[Working data]
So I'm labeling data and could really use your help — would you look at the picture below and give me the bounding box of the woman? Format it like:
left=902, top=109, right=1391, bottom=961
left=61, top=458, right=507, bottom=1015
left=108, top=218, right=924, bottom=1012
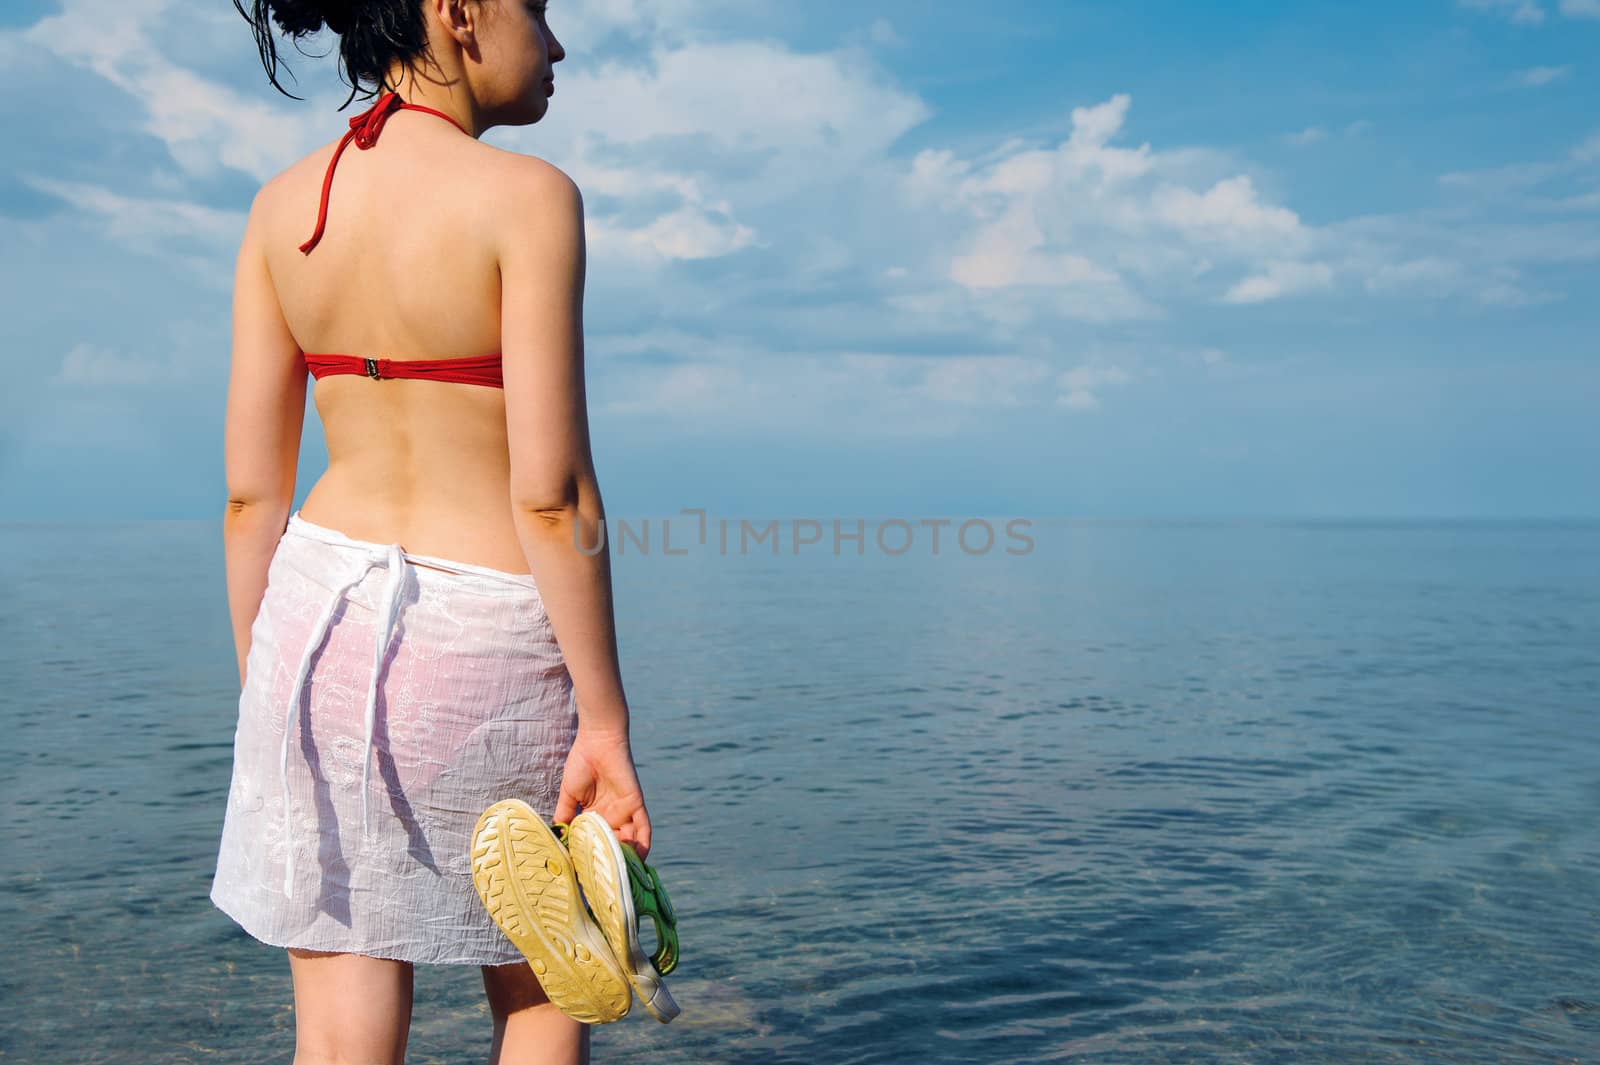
left=209, top=0, right=650, bottom=1060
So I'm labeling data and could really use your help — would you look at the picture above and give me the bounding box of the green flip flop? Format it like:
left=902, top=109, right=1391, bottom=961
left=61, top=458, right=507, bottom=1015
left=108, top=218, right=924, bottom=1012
left=621, top=840, right=678, bottom=977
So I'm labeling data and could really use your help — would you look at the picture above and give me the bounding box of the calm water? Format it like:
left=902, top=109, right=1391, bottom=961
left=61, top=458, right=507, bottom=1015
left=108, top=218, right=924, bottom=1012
left=2, top=517, right=1597, bottom=1064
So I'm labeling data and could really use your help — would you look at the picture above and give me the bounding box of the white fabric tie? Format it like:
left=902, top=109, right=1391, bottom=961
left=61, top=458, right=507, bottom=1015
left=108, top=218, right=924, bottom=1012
left=278, top=541, right=406, bottom=899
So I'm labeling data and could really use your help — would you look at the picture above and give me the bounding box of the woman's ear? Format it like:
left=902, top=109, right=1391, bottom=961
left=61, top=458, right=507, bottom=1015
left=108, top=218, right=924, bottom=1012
left=436, top=0, right=477, bottom=47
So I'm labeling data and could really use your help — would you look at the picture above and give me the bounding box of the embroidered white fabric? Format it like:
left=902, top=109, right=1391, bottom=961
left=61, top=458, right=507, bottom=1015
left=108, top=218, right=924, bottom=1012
left=209, top=510, right=577, bottom=965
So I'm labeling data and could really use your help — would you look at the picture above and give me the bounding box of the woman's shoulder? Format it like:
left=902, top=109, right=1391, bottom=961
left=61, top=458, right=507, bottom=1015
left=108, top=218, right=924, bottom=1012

[Problem to solve]
Write the data above out again exactly, minus its pictures.

[Exercise result]
So I'm labeling data and could really use your help — would you look at the picture below and give me the bounding box of the woman? Format it like:
left=902, top=109, right=1391, bottom=961
left=61, top=458, right=507, bottom=1015
left=108, top=218, right=924, bottom=1012
left=209, top=0, right=650, bottom=1060
So I'm labeling data and could really use your help — would you look at the picture above and give me the bounding box of the green flip flop? Format it like:
left=902, top=109, right=1391, bottom=961
left=61, top=458, right=507, bottom=1015
left=108, top=218, right=924, bottom=1012
left=621, top=840, right=678, bottom=977
So I'm labeling data and could really use your help — would you look at the picture above and give me the bounding box of the calm water? Format it like:
left=902, top=109, right=1391, bottom=961
left=61, top=458, right=507, bottom=1015
left=108, top=218, right=924, bottom=1012
left=2, top=517, right=1597, bottom=1064
So I'm labeling data and could really use your help — would you look at the picture above and give me the bounding box of the white fabric tie? Format it like:
left=902, top=109, right=1391, bottom=961
left=61, top=458, right=507, bottom=1015
left=108, top=218, right=924, bottom=1012
left=278, top=541, right=406, bottom=899
So I'm labeling data and could really use your help — would you look at the picture above and give me the bounding box of the woman's ear? Format it like:
left=902, top=109, right=1391, bottom=961
left=61, top=458, right=507, bottom=1015
left=108, top=218, right=924, bottom=1012
left=436, top=0, right=477, bottom=47
So I'm labeling data and could really use your help — would you look at the picture above and give me the bounding box of the embroidered white fabric? Format it like:
left=902, top=109, right=1391, bottom=961
left=61, top=458, right=507, bottom=1015
left=108, top=218, right=924, bottom=1012
left=209, top=510, right=577, bottom=965
So I'm labeling data and could really use your help — would you look at the picture above and give me the bounding box of the woman's shoulder? Format it like:
left=902, top=109, right=1391, bottom=961
left=61, top=458, right=507, bottom=1015
left=108, top=218, right=924, bottom=1012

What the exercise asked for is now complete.